■ **AIM**
Copy the records below word for word, beginning with the line that contains "Give the mask of every instance of the platform" and going on through the final line of the records.
>> Begin RECORDED DATA
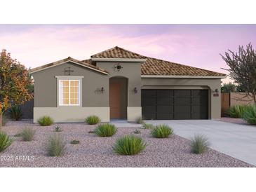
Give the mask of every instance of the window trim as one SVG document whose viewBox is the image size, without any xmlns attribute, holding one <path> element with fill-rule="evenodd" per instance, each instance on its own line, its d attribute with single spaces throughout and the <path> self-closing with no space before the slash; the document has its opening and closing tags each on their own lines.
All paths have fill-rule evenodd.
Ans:
<svg viewBox="0 0 256 192">
<path fill-rule="evenodd" d="M 82 106 L 82 78 L 83 76 L 56 76 L 55 78 L 57 78 L 57 107 L 81 107 Z M 78 86 L 78 100 L 79 104 L 62 104 L 60 103 L 60 81 L 69 81 L 69 101 L 70 102 L 70 81 L 78 81 L 79 86 Z"/>
</svg>

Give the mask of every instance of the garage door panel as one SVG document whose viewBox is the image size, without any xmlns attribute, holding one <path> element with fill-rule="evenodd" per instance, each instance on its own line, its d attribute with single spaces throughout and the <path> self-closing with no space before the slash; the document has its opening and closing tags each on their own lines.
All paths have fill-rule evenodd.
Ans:
<svg viewBox="0 0 256 192">
<path fill-rule="evenodd" d="M 156 97 L 156 90 L 143 90 L 142 92 L 142 97 Z"/>
<path fill-rule="evenodd" d="M 191 97 L 190 90 L 175 90 L 174 91 L 175 97 Z"/>
<path fill-rule="evenodd" d="M 156 118 L 156 114 L 142 114 L 142 118 L 143 119 L 157 119 Z"/>
<path fill-rule="evenodd" d="M 156 116 L 157 116 L 157 119 L 159 120 L 173 119 L 173 114 L 157 113 Z"/>
<path fill-rule="evenodd" d="M 170 90 L 157 90 L 157 97 L 164 97 L 164 98 L 168 98 L 173 97 L 173 92 Z"/>
<path fill-rule="evenodd" d="M 156 104 L 156 98 L 154 97 L 146 97 L 142 100 L 142 106 L 148 106 L 151 104 Z"/>
<path fill-rule="evenodd" d="M 173 106 L 158 105 L 156 109 L 159 113 L 173 113 Z"/>
<path fill-rule="evenodd" d="M 144 119 L 208 118 L 208 90 L 142 90 Z"/>
<path fill-rule="evenodd" d="M 175 113 L 174 119 L 191 119 L 190 113 Z"/>
<path fill-rule="evenodd" d="M 157 97 L 158 105 L 170 105 L 173 103 L 173 98 L 169 97 Z"/>
<path fill-rule="evenodd" d="M 190 105 L 191 98 L 175 98 L 174 105 Z"/>
</svg>

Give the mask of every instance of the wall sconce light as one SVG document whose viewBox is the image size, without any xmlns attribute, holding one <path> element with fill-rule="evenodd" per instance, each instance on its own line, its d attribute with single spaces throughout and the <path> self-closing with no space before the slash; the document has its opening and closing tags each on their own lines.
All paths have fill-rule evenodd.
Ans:
<svg viewBox="0 0 256 192">
<path fill-rule="evenodd" d="M 100 89 L 101 92 L 105 92 L 105 88 L 103 87 L 102 87 L 101 89 Z"/>
<path fill-rule="evenodd" d="M 218 90 L 218 89 L 215 89 L 215 91 L 213 92 L 213 97 L 219 97 L 219 90 Z"/>
</svg>

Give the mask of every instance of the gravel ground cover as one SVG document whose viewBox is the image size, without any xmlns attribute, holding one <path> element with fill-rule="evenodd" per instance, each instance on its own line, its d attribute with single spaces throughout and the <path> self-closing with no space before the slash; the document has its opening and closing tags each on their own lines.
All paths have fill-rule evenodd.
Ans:
<svg viewBox="0 0 256 192">
<path fill-rule="evenodd" d="M 62 131 L 55 132 L 58 125 Z M 36 130 L 32 142 L 22 142 L 13 137 L 24 127 Z M 31 121 L 11 121 L 4 130 L 15 141 L 5 151 L 0 153 L 0 167 L 253 167 L 215 150 L 209 149 L 201 155 L 190 152 L 189 141 L 177 135 L 167 139 L 151 137 L 150 130 L 137 128 L 147 144 L 145 150 L 133 156 L 115 154 L 112 149 L 116 139 L 126 134 L 133 134 L 136 128 L 118 128 L 112 137 L 99 137 L 88 133 L 95 125 L 84 123 L 55 123 L 41 127 Z M 51 134 L 62 135 L 67 141 L 67 153 L 62 157 L 49 157 L 45 143 Z M 72 145 L 72 140 L 80 144 Z"/>
</svg>

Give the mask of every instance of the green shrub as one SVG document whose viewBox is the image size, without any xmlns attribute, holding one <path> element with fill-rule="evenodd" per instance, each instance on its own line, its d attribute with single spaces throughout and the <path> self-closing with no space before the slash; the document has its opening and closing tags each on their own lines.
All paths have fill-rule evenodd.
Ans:
<svg viewBox="0 0 256 192">
<path fill-rule="evenodd" d="M 79 143 L 80 143 L 80 142 L 78 140 L 72 140 L 70 142 L 71 144 L 79 144 Z"/>
<path fill-rule="evenodd" d="M 234 105 L 229 107 L 227 114 L 232 118 L 242 118 L 243 114 L 247 108 L 245 105 Z"/>
<path fill-rule="evenodd" d="M 30 142 L 33 140 L 34 136 L 36 134 L 36 130 L 33 130 L 30 128 L 25 128 L 21 133 L 20 135 L 22 137 L 22 140 L 24 142 Z"/>
<path fill-rule="evenodd" d="M 12 142 L 13 139 L 11 139 L 6 133 L 0 132 L 0 152 L 6 149 Z"/>
<path fill-rule="evenodd" d="M 116 126 L 112 124 L 105 123 L 97 126 L 94 132 L 100 137 L 111 137 L 117 132 Z"/>
<path fill-rule="evenodd" d="M 137 124 L 142 124 L 143 123 L 143 121 L 142 121 L 142 118 L 141 117 L 139 117 L 137 121 L 136 121 L 136 123 Z"/>
<path fill-rule="evenodd" d="M 50 156 L 62 156 L 66 151 L 66 142 L 59 135 L 50 135 L 46 144 L 46 151 Z"/>
<path fill-rule="evenodd" d="M 96 116 L 90 116 L 86 118 L 86 122 L 89 125 L 95 125 L 100 122 L 100 118 Z"/>
<path fill-rule="evenodd" d="M 53 119 L 49 116 L 42 116 L 37 122 L 41 126 L 48 126 L 53 123 Z"/>
<path fill-rule="evenodd" d="M 140 133 L 141 133 L 141 132 L 140 132 L 140 130 L 135 130 L 133 132 L 133 133 L 135 133 L 135 134 L 140 134 Z"/>
<path fill-rule="evenodd" d="M 166 125 L 157 125 L 151 132 L 152 136 L 156 138 L 166 138 L 173 133 L 173 129 Z"/>
<path fill-rule="evenodd" d="M 15 121 L 19 121 L 23 116 L 20 106 L 14 105 L 12 106 L 9 110 L 11 118 Z"/>
<path fill-rule="evenodd" d="M 5 114 L 4 114 L 2 115 L 2 125 L 5 126 L 6 123 L 8 122 L 8 119 L 7 118 L 7 116 Z"/>
<path fill-rule="evenodd" d="M 142 123 L 142 126 L 144 129 L 151 130 L 154 128 L 155 126 L 154 126 L 152 124 Z"/>
<path fill-rule="evenodd" d="M 248 105 L 245 108 L 242 118 L 247 123 L 256 125 L 256 106 Z"/>
<path fill-rule="evenodd" d="M 192 153 L 199 154 L 207 151 L 210 146 L 208 139 L 203 135 L 196 135 L 191 141 L 191 151 Z"/>
<path fill-rule="evenodd" d="M 17 133 L 17 134 L 14 135 L 13 137 L 21 137 L 21 133 Z"/>
<path fill-rule="evenodd" d="M 60 127 L 59 126 L 57 126 L 55 127 L 55 130 L 54 130 L 55 132 L 62 132 L 62 129 L 60 128 Z"/>
<path fill-rule="evenodd" d="M 116 140 L 113 151 L 120 155 L 132 156 L 143 151 L 146 143 L 142 138 L 135 135 L 125 135 Z"/>
</svg>

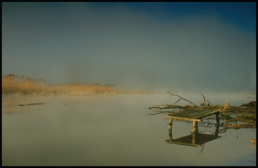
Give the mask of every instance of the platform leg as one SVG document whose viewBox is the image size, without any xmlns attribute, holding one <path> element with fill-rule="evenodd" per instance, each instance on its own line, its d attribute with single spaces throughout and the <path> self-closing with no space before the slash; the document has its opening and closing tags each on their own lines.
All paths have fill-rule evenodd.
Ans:
<svg viewBox="0 0 258 168">
<path fill-rule="evenodd" d="M 173 122 L 173 118 L 170 118 L 169 119 L 169 124 L 168 124 L 168 130 L 172 129 L 172 124 Z"/>
<path fill-rule="evenodd" d="M 192 142 L 193 144 L 195 144 L 195 137 L 196 135 L 196 133 L 194 132 L 193 132 L 192 133 Z"/>
<path fill-rule="evenodd" d="M 168 129 L 168 136 L 169 137 L 169 141 L 172 141 L 172 130 Z"/>
<path fill-rule="evenodd" d="M 216 121 L 217 121 L 217 124 L 219 125 L 219 113 L 216 113 L 215 114 L 216 116 Z"/>
<path fill-rule="evenodd" d="M 197 122 L 196 121 L 193 121 L 193 132 L 198 132 L 198 126 L 197 125 Z"/>
</svg>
>> End RECORDED DATA
■ **SOLVED PROBLEM**
Give the mask of every instance of the platform leg as one SVG document whose viewBox is the image size, without any xmlns attribute, holding one <path> element with fill-rule="evenodd" per instance, each instance on its own line, its d attribute with single spaces throughout and the <path> self-closing with no space before the slash; the document has its opening and closing tags each on their own lines.
All paths have fill-rule evenodd.
Ans:
<svg viewBox="0 0 258 168">
<path fill-rule="evenodd" d="M 173 122 L 173 118 L 170 118 L 169 119 L 169 124 L 168 124 L 168 130 L 172 129 L 172 124 Z"/>
<path fill-rule="evenodd" d="M 192 142 L 193 144 L 195 144 L 195 137 L 196 135 L 196 133 L 194 132 L 193 132 L 192 133 Z"/>
<path fill-rule="evenodd" d="M 168 129 L 168 136 L 169 137 L 169 141 L 172 141 L 172 130 Z"/>
<path fill-rule="evenodd" d="M 216 121 L 217 121 L 217 124 L 219 125 L 219 113 L 216 113 L 215 114 L 216 116 Z"/>
<path fill-rule="evenodd" d="M 197 122 L 196 121 L 193 121 L 193 132 L 198 132 L 198 126 L 197 125 Z"/>
</svg>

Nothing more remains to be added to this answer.